Projetos que criminalizam homofobia empacam no Congresso desde 2001
Na próxima quarta-feira, o STF (Supremo Tribunal Federal) volta a julgar a criminalização da homofobia e deve decidir se o Congresso Nacional tem a obrigação de criar uma lei sobre o tema. Mas uma decisão do Supremo pode esbarrar na disposição dos parlamentares.
Desde a promulgação da Constituição Federal, em 1988, a ideia de tratar como crime ofensas e agressões motivadas por discriminação a homossexuais e transexuais não tem conseguido avançar entre deputados e senadores.
Até hoje, apenas um projeto sobre homofobia chegou a ser votado. Aprovado pela Câmara, ele terminou arquivado depois de tramitar por nove anos no Senado sem ir a plenário.
A proposta, apresentada em 2001, levou 14 anos em tramitação no Congresso até ser arquivada em definitivo por força de uma regra do Senado que impede a tramitação por mais de três legislaturas. A legislatura é o período de quatro anos correspondente ao mandato dos deputados.

Itens do conjunto de dados:
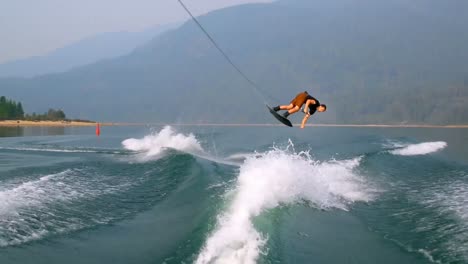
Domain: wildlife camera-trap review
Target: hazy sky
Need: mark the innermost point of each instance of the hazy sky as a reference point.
(29, 28)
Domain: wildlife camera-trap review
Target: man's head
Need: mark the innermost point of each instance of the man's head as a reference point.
(322, 108)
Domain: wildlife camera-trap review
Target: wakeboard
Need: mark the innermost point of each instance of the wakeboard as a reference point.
(280, 118)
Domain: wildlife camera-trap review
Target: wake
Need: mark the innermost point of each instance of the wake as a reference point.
(271, 179)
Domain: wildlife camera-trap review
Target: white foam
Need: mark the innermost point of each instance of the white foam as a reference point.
(50, 150)
(420, 149)
(268, 180)
(153, 145)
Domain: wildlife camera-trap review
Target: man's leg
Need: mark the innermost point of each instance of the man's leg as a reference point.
(292, 110)
(283, 107)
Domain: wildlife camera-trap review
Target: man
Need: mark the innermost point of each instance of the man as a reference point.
(311, 106)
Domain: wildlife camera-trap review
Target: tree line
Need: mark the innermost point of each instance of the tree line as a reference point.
(12, 110)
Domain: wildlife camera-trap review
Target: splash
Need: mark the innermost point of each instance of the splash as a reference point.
(154, 145)
(268, 180)
(420, 149)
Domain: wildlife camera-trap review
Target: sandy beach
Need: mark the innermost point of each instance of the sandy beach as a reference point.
(23, 123)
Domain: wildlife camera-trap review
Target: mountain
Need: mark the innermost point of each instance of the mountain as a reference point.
(370, 61)
(86, 51)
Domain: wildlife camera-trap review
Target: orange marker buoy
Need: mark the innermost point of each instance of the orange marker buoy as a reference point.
(98, 130)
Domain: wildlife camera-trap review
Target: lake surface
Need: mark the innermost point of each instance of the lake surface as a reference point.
(200, 194)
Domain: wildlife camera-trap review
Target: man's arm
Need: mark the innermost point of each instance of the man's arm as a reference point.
(308, 102)
(304, 120)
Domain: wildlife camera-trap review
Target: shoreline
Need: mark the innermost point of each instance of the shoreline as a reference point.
(24, 123)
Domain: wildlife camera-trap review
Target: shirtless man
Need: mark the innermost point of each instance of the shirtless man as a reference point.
(311, 106)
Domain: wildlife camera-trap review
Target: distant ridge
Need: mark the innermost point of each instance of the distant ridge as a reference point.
(86, 51)
(372, 62)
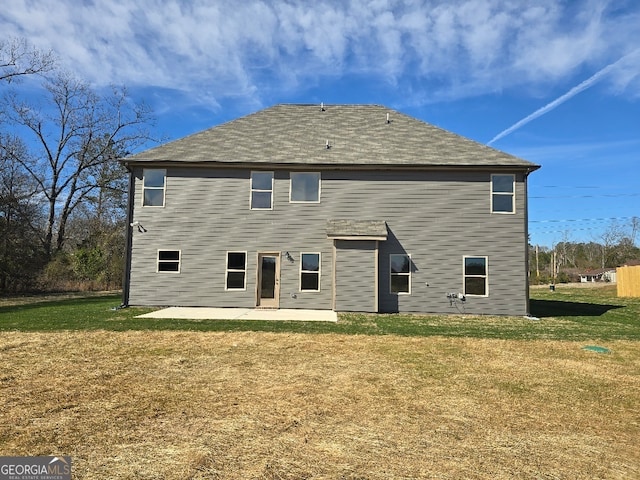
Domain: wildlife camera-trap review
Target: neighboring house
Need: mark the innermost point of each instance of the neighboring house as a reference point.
(343, 207)
(599, 275)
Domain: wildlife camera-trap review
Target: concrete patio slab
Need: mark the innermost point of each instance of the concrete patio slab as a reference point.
(206, 313)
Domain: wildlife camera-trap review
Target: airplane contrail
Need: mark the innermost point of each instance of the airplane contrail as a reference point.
(571, 93)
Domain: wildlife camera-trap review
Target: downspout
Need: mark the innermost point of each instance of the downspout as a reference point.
(126, 276)
(526, 240)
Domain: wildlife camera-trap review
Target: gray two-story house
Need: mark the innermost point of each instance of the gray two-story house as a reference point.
(339, 207)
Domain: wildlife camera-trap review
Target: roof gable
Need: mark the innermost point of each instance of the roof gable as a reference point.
(332, 135)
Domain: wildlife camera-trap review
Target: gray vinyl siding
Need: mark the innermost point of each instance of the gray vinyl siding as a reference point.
(437, 217)
(355, 276)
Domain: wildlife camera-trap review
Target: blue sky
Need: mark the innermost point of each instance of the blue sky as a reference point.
(554, 82)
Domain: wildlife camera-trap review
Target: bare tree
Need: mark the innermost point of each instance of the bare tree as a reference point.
(18, 58)
(21, 255)
(74, 134)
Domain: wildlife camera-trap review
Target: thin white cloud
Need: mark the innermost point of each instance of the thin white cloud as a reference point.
(229, 49)
(592, 80)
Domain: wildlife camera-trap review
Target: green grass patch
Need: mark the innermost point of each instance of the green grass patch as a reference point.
(569, 313)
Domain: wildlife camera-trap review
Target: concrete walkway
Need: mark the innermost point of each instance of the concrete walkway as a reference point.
(206, 313)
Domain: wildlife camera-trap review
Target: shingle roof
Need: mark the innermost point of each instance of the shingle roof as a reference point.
(358, 135)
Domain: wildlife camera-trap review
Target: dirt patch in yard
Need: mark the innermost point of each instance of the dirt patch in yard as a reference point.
(181, 405)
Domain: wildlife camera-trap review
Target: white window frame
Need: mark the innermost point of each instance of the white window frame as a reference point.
(251, 190)
(512, 193)
(227, 270)
(158, 261)
(301, 271)
(163, 188)
(485, 276)
(392, 274)
(292, 174)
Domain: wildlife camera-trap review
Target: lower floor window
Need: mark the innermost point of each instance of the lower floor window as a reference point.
(310, 272)
(169, 261)
(475, 276)
(400, 266)
(236, 270)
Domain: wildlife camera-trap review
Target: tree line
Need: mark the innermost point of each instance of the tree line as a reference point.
(566, 260)
(63, 193)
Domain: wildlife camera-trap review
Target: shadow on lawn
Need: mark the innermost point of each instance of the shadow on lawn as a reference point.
(556, 308)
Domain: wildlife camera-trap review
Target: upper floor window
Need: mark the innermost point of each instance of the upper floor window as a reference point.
(400, 267)
(261, 190)
(503, 193)
(153, 187)
(305, 187)
(476, 276)
(310, 272)
(236, 270)
(169, 261)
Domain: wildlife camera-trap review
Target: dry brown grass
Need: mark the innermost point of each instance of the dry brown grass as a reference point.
(164, 405)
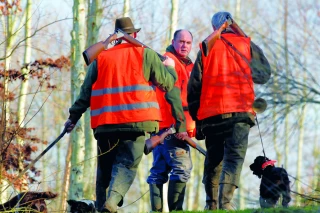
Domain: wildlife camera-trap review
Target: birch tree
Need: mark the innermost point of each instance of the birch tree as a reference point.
(93, 26)
(77, 76)
(24, 83)
(173, 24)
(287, 108)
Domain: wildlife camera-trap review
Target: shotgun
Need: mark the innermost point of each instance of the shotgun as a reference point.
(208, 43)
(193, 144)
(155, 140)
(92, 52)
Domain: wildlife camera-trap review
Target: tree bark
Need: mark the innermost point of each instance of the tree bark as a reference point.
(77, 77)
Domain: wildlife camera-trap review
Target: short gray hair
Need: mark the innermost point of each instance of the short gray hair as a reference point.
(219, 18)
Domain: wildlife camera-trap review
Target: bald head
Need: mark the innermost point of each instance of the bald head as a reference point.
(182, 42)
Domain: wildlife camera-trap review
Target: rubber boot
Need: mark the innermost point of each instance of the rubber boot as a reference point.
(111, 204)
(211, 197)
(156, 193)
(176, 191)
(225, 196)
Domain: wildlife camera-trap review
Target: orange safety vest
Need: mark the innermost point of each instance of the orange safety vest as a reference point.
(227, 84)
(183, 72)
(121, 94)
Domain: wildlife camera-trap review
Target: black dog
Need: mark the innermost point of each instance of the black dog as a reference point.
(82, 206)
(28, 202)
(274, 182)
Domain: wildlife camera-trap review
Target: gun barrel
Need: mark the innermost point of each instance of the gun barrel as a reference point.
(195, 145)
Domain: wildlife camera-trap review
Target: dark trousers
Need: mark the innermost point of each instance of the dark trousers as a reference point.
(118, 153)
(225, 154)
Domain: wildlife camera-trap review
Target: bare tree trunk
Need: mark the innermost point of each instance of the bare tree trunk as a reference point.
(66, 179)
(77, 77)
(24, 87)
(126, 8)
(93, 26)
(275, 88)
(285, 36)
(173, 20)
(238, 10)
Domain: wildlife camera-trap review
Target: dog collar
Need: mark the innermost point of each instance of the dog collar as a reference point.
(268, 163)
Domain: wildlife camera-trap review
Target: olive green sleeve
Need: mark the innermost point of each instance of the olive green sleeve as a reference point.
(161, 76)
(173, 97)
(82, 102)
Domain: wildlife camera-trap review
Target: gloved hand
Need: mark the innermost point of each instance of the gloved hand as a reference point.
(169, 62)
(181, 135)
(69, 125)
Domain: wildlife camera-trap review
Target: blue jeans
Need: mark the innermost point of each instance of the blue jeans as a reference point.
(225, 154)
(171, 157)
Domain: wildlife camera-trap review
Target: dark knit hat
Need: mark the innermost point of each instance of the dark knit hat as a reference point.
(125, 24)
(219, 18)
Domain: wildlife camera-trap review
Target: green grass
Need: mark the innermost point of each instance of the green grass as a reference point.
(308, 209)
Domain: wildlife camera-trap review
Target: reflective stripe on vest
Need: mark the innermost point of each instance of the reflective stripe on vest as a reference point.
(227, 84)
(183, 72)
(121, 94)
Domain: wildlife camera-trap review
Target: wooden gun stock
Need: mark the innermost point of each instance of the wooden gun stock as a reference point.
(208, 43)
(155, 140)
(193, 144)
(91, 53)
(134, 41)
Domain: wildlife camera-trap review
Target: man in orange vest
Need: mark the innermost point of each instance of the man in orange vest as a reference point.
(173, 156)
(119, 89)
(220, 98)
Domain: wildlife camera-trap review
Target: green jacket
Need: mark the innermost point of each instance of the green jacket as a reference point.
(154, 71)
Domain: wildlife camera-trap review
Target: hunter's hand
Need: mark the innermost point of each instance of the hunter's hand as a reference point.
(69, 125)
(110, 39)
(181, 135)
(169, 62)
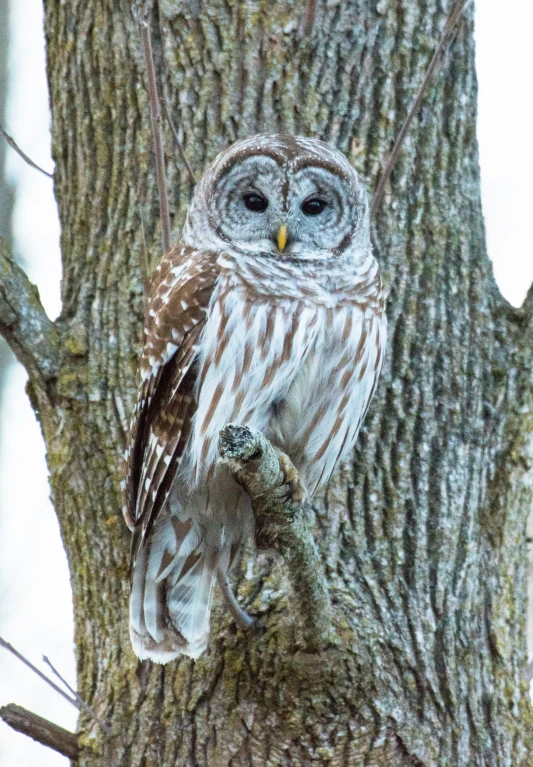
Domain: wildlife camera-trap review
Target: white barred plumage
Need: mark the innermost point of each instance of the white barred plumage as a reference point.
(283, 332)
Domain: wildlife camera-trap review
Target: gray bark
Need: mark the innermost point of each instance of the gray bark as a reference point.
(422, 534)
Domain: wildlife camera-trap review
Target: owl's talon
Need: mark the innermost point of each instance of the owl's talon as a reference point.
(291, 488)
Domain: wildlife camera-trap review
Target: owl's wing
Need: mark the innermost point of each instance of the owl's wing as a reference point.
(181, 290)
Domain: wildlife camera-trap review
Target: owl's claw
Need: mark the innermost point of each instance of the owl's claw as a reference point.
(291, 489)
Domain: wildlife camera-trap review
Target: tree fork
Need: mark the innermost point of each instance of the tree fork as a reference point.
(422, 536)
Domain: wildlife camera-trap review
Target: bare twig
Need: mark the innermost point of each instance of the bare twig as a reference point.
(82, 704)
(240, 616)
(13, 144)
(146, 269)
(121, 430)
(178, 142)
(273, 486)
(24, 323)
(155, 115)
(40, 674)
(435, 63)
(41, 730)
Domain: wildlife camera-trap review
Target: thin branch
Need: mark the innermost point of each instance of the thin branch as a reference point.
(41, 730)
(13, 144)
(435, 64)
(178, 142)
(272, 483)
(85, 706)
(24, 323)
(40, 674)
(155, 116)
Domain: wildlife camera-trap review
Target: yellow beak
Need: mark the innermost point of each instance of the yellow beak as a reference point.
(282, 237)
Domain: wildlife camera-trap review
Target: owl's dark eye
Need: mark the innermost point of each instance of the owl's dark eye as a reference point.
(255, 202)
(313, 207)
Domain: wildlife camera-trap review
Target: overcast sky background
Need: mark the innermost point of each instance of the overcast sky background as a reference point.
(35, 602)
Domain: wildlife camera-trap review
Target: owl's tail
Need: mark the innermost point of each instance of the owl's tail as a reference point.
(172, 591)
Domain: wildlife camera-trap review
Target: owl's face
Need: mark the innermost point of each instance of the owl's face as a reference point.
(280, 196)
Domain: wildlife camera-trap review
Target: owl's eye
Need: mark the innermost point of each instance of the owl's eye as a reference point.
(255, 202)
(313, 207)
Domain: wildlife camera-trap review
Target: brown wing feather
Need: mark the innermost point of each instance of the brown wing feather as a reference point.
(181, 290)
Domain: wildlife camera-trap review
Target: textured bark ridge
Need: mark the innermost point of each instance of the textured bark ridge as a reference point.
(422, 535)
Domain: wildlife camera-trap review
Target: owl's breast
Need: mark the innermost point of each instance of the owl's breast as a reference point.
(317, 421)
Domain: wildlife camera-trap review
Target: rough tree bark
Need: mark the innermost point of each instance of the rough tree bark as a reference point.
(422, 535)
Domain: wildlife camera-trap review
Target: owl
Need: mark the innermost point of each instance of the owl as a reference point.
(269, 313)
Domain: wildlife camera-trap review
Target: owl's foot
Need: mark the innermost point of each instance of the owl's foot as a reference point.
(291, 488)
(240, 616)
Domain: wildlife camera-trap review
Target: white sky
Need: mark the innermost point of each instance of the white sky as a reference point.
(35, 607)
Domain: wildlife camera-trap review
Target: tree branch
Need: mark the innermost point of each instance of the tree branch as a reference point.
(35, 670)
(272, 483)
(41, 730)
(24, 323)
(178, 143)
(155, 115)
(436, 61)
(13, 144)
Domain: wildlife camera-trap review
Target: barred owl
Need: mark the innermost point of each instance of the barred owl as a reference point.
(270, 313)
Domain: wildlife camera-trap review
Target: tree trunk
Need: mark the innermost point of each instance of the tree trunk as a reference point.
(423, 534)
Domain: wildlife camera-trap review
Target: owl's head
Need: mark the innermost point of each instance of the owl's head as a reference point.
(281, 196)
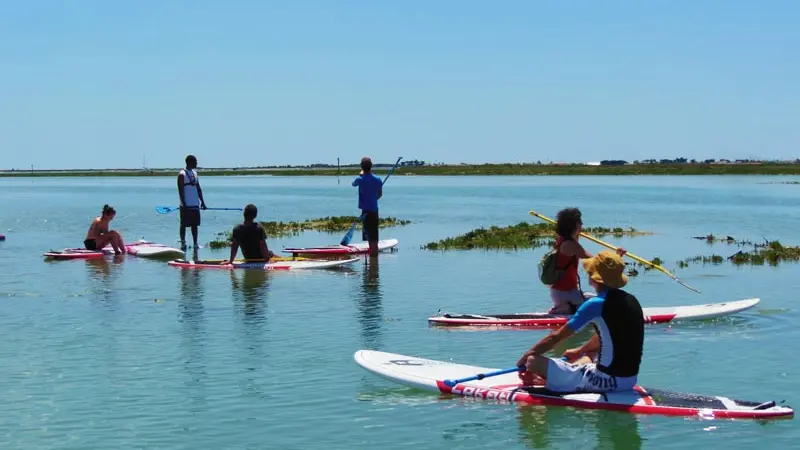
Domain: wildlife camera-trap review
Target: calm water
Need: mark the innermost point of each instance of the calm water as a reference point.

§ **Instruções**:
1 - Diga se cada afirmação abaixo está de acordo com o texto sobre a criminalização da homofobia, respondendo sim ou não e citando as palavras exatas do texto que decidem a questão: (a) O projeto aprovado pela Câmara passou nove anos no Senado sem chegar ao plenário. (b) A proposta sobre homofobia foi apresentada em 1988. (c) Uma legislatura dura seis anos.
2 - Prossiga com o texto sobre os projetos que criminalizam a homofobia a partir da última frase apresentada.

§ **Respostas por tarefa**:
1 -
(a) Sim: "Aprovado pela Câmara, ele terminou arquivado depois de tramitar por nove anos no Senado sem ir a plenário."
(b) Não: "A proposta, apresentada em 2001, levou 14 anos em tramitação no Congresso"
(c) Não: "A legislatura é o período de quatro anos correspondente ao mandato dos deputados."

2 -
Autora do projeto, a ex-deputada federal Iara Bernardi (PT-SP), hoje vereadora em Sorocaba (SP), afirma que o Congresso se tornou mais conservador e diz que hoje seria difícil a aprovação de uma proposta semelhante à que tramitou entre 2001 e 2014. "Não vejo chances no Congresso atual. Pelo contrário, nós podemos perder muitos avanços que a gente conseguiu na pauta dos direitos humanos como um todo", ela afirma.
Ao menos outros dois projetos contra a homofobia passaram pelo Congresso.
Em 2014, um novo projeto foi apresentado à Câmara para tratar do tema. De autoria da deputada federal Maria do Rosário (PT-RS), ex-ministra dos Direitos Humanos nos governos do PT, o projeto trata dos chamados crimes de ódio, que abrangem a homofobia, mas também se aplicam a agressões contra imigrantes, moradores de rua, idosos e deficientes, por exemplo.
"Ele cria a ideia de que um crime de ódio é aquele direcionado a uma pessoa por sua identidade, pelo que ela é e não deixará de ser", diz Rosário.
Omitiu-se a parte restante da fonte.